(Dataset records Opens)

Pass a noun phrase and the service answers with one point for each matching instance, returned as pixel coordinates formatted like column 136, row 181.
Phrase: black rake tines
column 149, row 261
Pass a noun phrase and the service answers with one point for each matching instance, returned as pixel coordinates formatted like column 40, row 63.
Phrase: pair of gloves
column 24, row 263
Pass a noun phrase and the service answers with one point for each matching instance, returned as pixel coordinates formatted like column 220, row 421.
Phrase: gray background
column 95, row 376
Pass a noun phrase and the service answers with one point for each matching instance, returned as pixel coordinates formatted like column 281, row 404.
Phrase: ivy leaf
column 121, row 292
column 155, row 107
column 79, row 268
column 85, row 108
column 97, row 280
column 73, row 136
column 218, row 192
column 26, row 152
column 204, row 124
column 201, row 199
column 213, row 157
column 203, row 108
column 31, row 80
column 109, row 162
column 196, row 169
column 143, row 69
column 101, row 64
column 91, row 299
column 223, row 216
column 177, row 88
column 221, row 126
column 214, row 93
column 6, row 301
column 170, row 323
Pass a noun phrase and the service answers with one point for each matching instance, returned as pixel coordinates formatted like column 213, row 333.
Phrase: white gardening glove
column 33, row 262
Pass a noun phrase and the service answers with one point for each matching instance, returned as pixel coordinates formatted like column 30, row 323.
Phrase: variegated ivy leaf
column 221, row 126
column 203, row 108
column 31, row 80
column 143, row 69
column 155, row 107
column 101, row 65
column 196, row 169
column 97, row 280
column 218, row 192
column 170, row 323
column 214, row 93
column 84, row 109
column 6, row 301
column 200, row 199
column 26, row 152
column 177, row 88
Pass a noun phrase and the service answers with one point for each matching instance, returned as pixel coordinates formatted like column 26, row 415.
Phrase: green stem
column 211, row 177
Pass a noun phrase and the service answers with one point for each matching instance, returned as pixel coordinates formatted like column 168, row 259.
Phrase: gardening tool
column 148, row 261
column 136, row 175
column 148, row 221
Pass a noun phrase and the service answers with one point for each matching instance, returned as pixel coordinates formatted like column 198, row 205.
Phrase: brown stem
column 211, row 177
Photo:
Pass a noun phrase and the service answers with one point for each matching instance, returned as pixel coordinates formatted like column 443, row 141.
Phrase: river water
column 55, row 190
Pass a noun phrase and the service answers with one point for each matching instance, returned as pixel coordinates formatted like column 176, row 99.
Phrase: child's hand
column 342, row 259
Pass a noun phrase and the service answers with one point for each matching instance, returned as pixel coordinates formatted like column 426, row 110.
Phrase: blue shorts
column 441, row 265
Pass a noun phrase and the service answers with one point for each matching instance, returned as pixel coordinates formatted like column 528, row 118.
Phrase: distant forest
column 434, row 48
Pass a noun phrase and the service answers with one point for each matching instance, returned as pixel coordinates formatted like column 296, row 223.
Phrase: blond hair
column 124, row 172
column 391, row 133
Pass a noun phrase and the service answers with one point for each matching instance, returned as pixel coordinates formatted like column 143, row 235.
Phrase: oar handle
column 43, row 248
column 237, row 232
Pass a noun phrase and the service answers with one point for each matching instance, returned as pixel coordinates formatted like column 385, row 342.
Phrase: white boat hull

(Dataset records Closes)

» **Instructions to follow**: Word for word, restate the entries that appear above.

» **Answer space**:
Pass a noun phrase and the service answers with one point for each matching instance, returned as pixel coordinates formatted like column 136, row 181.
Phrase: black rake tines
column 149, row 261
Pass a noun phrase and the service answers with one point for each matching instance, returned as pixel coordinates formatted like column 40, row 63.
Phrase: pair of gloves
column 24, row 263
Pass a noun phrase and the service answers with one point for each matching instance, returned as pixel coordinates formatted like column 220, row 421.
Phrase: gray background
column 95, row 376
Pass a noun phrase and the service answers with one point for each matching instance, returned as pixel coordinates formatted like column 281, row 404.
Phrase: ivy leaf
column 121, row 292
column 155, row 107
column 79, row 268
column 85, row 108
column 97, row 280
column 73, row 136
column 218, row 192
column 26, row 152
column 204, row 124
column 201, row 199
column 213, row 157
column 203, row 108
column 31, row 80
column 109, row 162
column 196, row 169
column 143, row 69
column 101, row 64
column 91, row 299
column 223, row 216
column 177, row 88
column 221, row 126
column 214, row 93
column 6, row 301
column 170, row 323
Pass a noun phrase and the service answers with one point for each matching instance, returned as pixel coordinates formatted like column 213, row 333.
Phrase: white gardening glove
column 33, row 262
Pass a noun phrase and the service answers with one point for each matching instance, returned as pixel coordinates formatted like column 30, row 323.
Phrase: variegated ivy leaf
column 221, row 126
column 203, row 108
column 31, row 80
column 143, row 69
column 155, row 107
column 101, row 65
column 196, row 169
column 97, row 280
column 218, row 192
column 170, row 323
column 214, row 93
column 84, row 109
column 6, row 301
column 200, row 199
column 26, row 152
column 177, row 88
Pass a noun phrase and the service answers with one point for each matching instance, returned as pixel coordinates formatted like column 26, row 415.
Phrase: green stem
column 211, row 177
Pass a noun phrase and the service answers with one point for each matching instance, returned as pixel coordinates formatted like column 168, row 259.
Phrase: gardening tool
column 148, row 261
column 136, row 175
column 148, row 221
Pass a noun phrase and the service answers with one point for each matching instance, returned as pixel coordinates formatted like column 198, row 205.
Phrase: brown stem
column 211, row 177
Photo:
Pass a noun phrase and the service answers with one point for each matching instance, returned as pixel coordinates formatted like column 443, row 141.
Phrase: river water
column 55, row 190
Pass a noun phrase and the service answers with one point for each matching instance, returned as pixel coordinates formatted like column 176, row 99.
Phrase: child's hand
column 342, row 259
Pass a noun phrase and the service answers with one point for each matching instance, returned as pixel coordinates formatted like column 426, row 110.
Phrase: blue shorts
column 441, row 265
Pass a noun phrase and the service answers with one point for each matching instance, returned as pixel coordinates formatted like column 528, row 118.
Phrase: distant forest
column 434, row 48
Pass a noun phrase and the service answers with one point for each matching instance, returned as pixel coordinates formatted like column 296, row 223.
Phrase: blond hair
column 124, row 172
column 391, row 133
Pass a noun phrase and the service answers with one point for each matching instance, returned as pixel coordinates formatted like column 143, row 235.
Phrase: oar handle
column 43, row 248
column 237, row 232
Pass a noun phrase and the service answers with one point for each matching instance, returned as pixel coordinates formatted like column 385, row 342.
Phrase: white boat hull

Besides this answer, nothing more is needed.